TEXTO DE REFERENCIA -
--------------------
La venganza es el móvil psíquico quizá más frecuente en los casos extremos de violencia de género en los que el varón siega la vida de su mujer y de sus propios hijos. Una conducta como ésta siempre produce un gran impacto social en los medios de comunicación. La gente no se explica qué puede pasar por la cabeza de una persona para que haga algo así, un acto violento brutal dirigido contra los pequeños seres sin capacidad de defensa a los que pocos años antes dio vida. ¡Niños inocentes! Palabras como “salvaje”, “antinatural” o “enfermo” se vienen de inmediato a nuestro pensamiento en un intento por comprender una acción que resulta tan inexplicable. También otras como “cabrón”, “hijoputa” (expresiones coloquiales en el sentido ético de maldad destructiva y voluntaria) y “cobarde”.

Algunos de estos asesinos, en efecto, están mentalmente enfermos. Pero no todos. Rasgos de psicopatía y trastornos de la personalidad de tipo paranoide, narcisista o megalómano pueden encontrarse en ciertos sujetos cuyo hipertrofiado ego adolece de una intolerancia absoluta hacia el rechazo que supone la ruptura por la pareja de una relación sentimental. En la mente posesiva y débil de estos individuos, una ruptura interpersonal equivale a un ataque devastador contra su persona. Intoxicaciones por alcohol o drogas, trastornos del ánimo como depresión, y psicosis, se detectan en otras ocasiones.
--------------------
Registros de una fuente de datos
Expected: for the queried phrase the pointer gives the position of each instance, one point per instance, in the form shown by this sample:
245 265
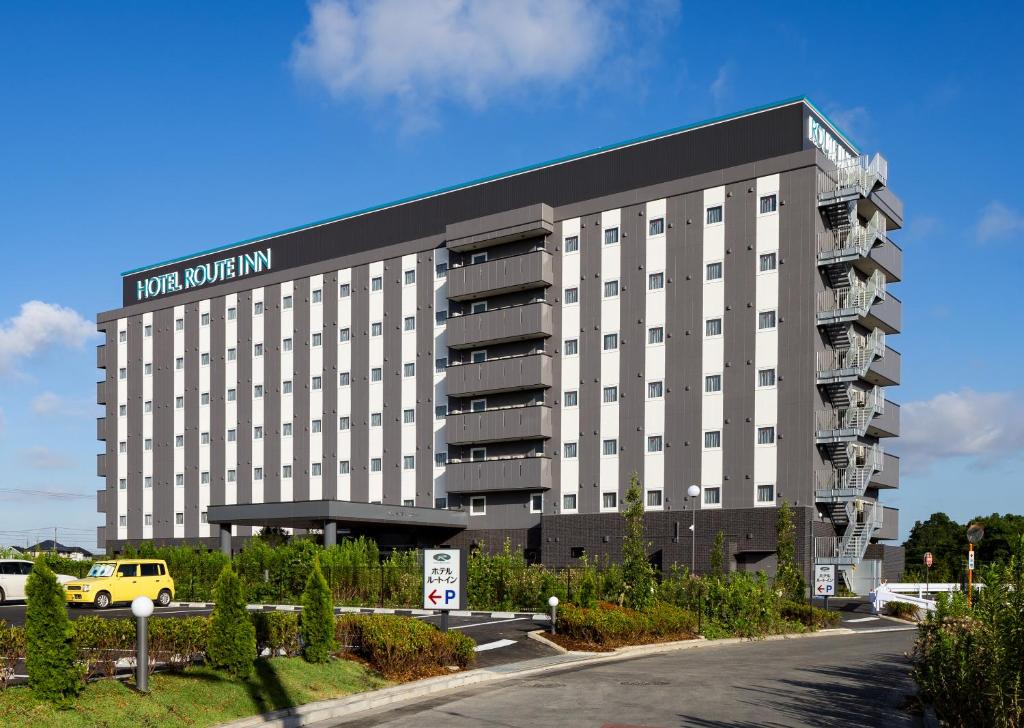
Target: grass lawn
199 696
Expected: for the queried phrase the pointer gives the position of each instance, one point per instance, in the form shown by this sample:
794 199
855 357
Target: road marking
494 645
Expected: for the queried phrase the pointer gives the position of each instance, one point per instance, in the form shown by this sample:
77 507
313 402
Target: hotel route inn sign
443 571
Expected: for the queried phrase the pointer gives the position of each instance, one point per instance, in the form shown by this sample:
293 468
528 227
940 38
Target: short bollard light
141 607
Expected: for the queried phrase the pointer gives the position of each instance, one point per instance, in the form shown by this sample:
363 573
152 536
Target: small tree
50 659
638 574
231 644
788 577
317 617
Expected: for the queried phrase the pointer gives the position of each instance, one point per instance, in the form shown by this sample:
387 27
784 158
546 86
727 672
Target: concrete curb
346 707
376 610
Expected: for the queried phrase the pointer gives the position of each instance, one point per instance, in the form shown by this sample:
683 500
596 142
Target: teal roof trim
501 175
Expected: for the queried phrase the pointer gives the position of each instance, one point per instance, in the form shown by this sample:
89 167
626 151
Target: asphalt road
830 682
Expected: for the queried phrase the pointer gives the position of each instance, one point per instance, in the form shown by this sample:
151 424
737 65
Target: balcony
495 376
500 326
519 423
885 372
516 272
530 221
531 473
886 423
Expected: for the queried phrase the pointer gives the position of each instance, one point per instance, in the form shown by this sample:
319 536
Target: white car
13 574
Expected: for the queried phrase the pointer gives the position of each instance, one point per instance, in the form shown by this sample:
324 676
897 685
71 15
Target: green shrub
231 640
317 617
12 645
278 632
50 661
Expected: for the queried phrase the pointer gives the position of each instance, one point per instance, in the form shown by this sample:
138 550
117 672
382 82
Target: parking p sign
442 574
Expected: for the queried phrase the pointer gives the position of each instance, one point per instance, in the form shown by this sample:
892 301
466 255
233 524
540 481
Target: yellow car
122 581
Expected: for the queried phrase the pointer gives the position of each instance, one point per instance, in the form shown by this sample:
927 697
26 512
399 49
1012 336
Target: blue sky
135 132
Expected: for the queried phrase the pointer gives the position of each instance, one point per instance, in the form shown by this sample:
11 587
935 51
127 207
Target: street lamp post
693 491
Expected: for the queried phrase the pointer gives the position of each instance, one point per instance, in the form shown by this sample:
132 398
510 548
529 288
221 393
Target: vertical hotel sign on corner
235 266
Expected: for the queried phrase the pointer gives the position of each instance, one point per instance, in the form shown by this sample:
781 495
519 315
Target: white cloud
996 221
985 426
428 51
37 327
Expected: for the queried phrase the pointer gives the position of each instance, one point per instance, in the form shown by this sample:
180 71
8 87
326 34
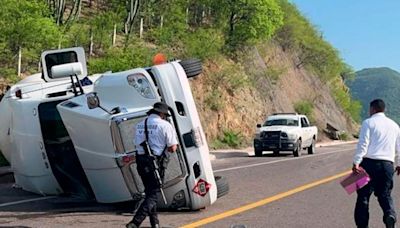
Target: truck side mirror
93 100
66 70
--------------------
TAREAS -
A – Según el texto sobre la violencia de género, ¿cuál es quizá el móvil psíquico más frecuente en los casos extremos en que el varón mata a su mujer y a sus hijos?
B – Copia del texto sobre la violencia de género el fragmento que va desde "Algunos de estos" hasta "en otras ocasiones.", ambos incluidos.
C – Resume en dos oraciones el texto sobre la violencia de género.

RESPUESTAS -
A – La venganza.

B –
Algunos de estos asesinos, en efecto, están mentalmente enfermos. Pero no todos. Rasgos de psicopatía y trastornos de la personalidad de tipo paranoide, narcisista o megalómano pueden encontrarse en ciertos sujetos cuyo hipertrofiado ego adolece de una intolerancia absoluta hacia el rechazo que supone la ruptura por la pareja de una relación sentimental. En la mente posesiva y débil de estos individuos, una ruptura interpersonal equivale a un ataque devastador contra su persona. Intoxicaciones por alcohol o drogas, trastornos del ánimo como depresión, y psicosis, se detectan en otras ocasiones.

C – La venganza es quizá el móvil psíquico más frecuente cuando un varón mata a su mujer y a sus hijos, una conducta que produce gran impacto social y que la gente no se explica. Algunos de estos asesinos están mentalmente enfermos, pero no todos, y en ellos pueden encontrarse rasgos de psicopatía, trastornos de la personalidad, intoxicaciones por alcohol o drogas, depresión o psicosis.